* Brano proposto:
Non farà piacere al ministro dell'università Gelmini la pubblicazione dell'undicesimo rapporto del Comitato nazionale per la valutazione del sistema universitario (Cnvsu). Solitamente attenta a mostrarsi felice di vivere nel migliore dei mondi possibili, ieri non ha proferito parola per commentare il rapporto presentato nella sede distaccata del suo ministero in Piazzale Kennedy a Roma
Al sistema universitario italiano il Cnvsu riconosce una tenuta di buon livello. Tra i 500 atenei inseriti nel World University Ranking l'Alma Mater di Bologna si piazza al 176° posto, seguono la Sapienza di Roma (190esimo posto) e Padova. Un piazzamento mediocre sul quale grava uno storico sottofinanziamento, pari allo 0,8 per cento del Pil, di poco superiore a Cile, Corea e Giappone e pari a quello della Repubblica Slovacca. Una situazione che andrà peggiorando quando i tagli di 1,3 miliardi al fondo ordinario per l'università, quelli al diritto allo studio (meno 60 per cento nel 2010) porteranno il sistema all'infarto.

* Esercizi da svolgere:
**1)** Secondo il brano sul rapporto del Cnvsu, quale posto occupa l'Alma Mater di Bologna nel World University Ranking?
**2)** Prosegui il brano sul rapporto del Cnvsu, riprendendo subito dopo la sua ultima frase.

Record dei dati:
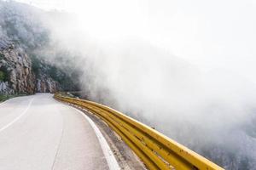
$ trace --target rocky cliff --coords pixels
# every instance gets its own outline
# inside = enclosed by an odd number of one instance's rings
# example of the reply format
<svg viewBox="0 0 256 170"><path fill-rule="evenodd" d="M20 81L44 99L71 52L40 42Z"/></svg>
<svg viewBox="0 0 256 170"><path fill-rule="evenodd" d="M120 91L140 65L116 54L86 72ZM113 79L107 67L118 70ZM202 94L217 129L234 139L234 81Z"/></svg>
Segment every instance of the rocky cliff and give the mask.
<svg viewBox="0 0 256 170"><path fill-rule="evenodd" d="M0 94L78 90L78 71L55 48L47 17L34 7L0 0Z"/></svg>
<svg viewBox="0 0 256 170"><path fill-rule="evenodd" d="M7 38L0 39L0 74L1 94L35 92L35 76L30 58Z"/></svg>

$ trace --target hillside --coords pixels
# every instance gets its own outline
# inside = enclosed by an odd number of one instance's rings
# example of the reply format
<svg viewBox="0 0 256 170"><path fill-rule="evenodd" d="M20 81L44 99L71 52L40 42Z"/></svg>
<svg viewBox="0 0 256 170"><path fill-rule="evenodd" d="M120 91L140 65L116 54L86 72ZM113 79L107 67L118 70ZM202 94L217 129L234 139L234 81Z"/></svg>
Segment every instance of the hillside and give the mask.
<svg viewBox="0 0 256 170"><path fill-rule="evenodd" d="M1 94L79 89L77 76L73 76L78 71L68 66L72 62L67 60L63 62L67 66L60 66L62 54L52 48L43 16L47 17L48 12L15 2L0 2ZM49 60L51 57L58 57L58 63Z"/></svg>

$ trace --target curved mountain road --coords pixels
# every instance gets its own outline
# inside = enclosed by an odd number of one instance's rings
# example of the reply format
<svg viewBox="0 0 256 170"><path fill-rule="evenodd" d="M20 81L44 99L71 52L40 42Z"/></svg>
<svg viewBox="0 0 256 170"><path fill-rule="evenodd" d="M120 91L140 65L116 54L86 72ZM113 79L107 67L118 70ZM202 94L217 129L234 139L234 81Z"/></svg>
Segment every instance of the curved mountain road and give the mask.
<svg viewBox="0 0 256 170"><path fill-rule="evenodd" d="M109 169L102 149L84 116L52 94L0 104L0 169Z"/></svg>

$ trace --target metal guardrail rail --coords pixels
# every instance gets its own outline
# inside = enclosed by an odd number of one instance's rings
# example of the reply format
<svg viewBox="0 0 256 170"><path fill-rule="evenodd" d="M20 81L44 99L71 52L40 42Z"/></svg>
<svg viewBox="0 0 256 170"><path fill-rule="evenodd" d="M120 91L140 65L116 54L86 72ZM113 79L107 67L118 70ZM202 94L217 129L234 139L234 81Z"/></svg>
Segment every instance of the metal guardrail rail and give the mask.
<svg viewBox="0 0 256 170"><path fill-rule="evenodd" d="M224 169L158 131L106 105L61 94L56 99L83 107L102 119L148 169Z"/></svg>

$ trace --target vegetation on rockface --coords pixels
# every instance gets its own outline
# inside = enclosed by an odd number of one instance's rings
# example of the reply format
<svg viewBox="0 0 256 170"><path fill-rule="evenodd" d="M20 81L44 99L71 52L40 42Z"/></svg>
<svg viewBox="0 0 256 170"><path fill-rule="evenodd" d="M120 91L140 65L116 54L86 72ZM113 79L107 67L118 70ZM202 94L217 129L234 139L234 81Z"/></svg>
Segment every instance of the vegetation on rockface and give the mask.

* Risposte agli esercizi:
**1)** Il 176° posto.

**2)**
I risultati del rapporto non si fermano tuttavia alla registrazione di un deficit strutturale. Il blocco del turn-over e il cervellotico sistema di reclutamento approntato dalla riforma universitaria creeranno un'emorragia dei docenti. Oggi quelli attivi sono 67 mila, l'età media degli ordinari è di 63 anni. Nel 2014 i pensionati saranno oltre 7 mila, tra di loro ci sarà il 32 per cento dei professori di fisica, ingegneria e architettura. Pochissimi verranno sostituiti, mentre i concorsi si conteranno con il contagocce. Al governo il presidente del Cnvsu Luigi Biggeri ha riconosciuto la diminuzione dei corsi di studio e dei docenti, ma ha anche detto che i tagli sono avvenuti in assenza di un disegno strategico sul futuro e sono basati «su compromessi tra gruppi interni di potere». Se non è la sconfessione dello spirito anti-baronale che il Ministro Gelmini ha attribuito alla propria riforma, poco ci manca.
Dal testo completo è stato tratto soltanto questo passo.